## DIRECTION A:
In the excerpt on energy cost, what period do the gross and net energy supply estimates in fig. 5 cover?
## DIRECTION B:
Quote the part of the energy cost excerpt that begins at the words "Since energy is" and ends after the words "figs. 3 and 4.".

── EXTRACTED TEXT

This suggests that a sharp upward move in energy prices – to or beyond the trend – is inevitable. What it does not tell us, given the weakness of the economy, is how long this might take.

Energy cost – gross and net supply

Since energy is never “free”, there has always been a cost of energy, and this is expressed here as ECoE.

In times past, a super-abundance of cheap-to-produce energy made this cost small enough to ignore. More recently, however, the upwards progression of trend ECoEs has become the true “elephant in the room”, the missing factor which explains the supposed “mystery” of decelerating growth. Moreover, the trend rise in ECoEs is an exponential progression, as depicted in figs. 3 and 4.

ECoE can be factored in to the supply equation by expressing energy volumes in two forms – the gross amount of energy accessed, and the net amount which is available for us to use once ECoE has been deducted.

This equation is pictured in fig. 5, which shows estimates of gross and net energy supply since 1965, including projections out to 2030.

────
── STORED DATA

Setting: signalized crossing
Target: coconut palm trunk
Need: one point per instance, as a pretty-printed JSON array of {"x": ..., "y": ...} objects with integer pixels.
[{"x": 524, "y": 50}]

────

## CORRECT RESPONSE A:
They cover the years since 1965 and include projections out to 2030.

## CORRECT RESPONSE B:
Since energy is never “free”, there has always been a cost of energy, and this is expressed here as ECoE.

In times past, a super-abundance of cheap-to-produce energy made this cost small enough to ignore. More recently, however, the upwards progression of trend ECoEs has become the true “elephant in the room”, the missing factor which explains the supposed “mystery” of decelerating growth. Moreover, the trend rise in ECoEs is an exponential progression, as depicted in figs. 3 and 4.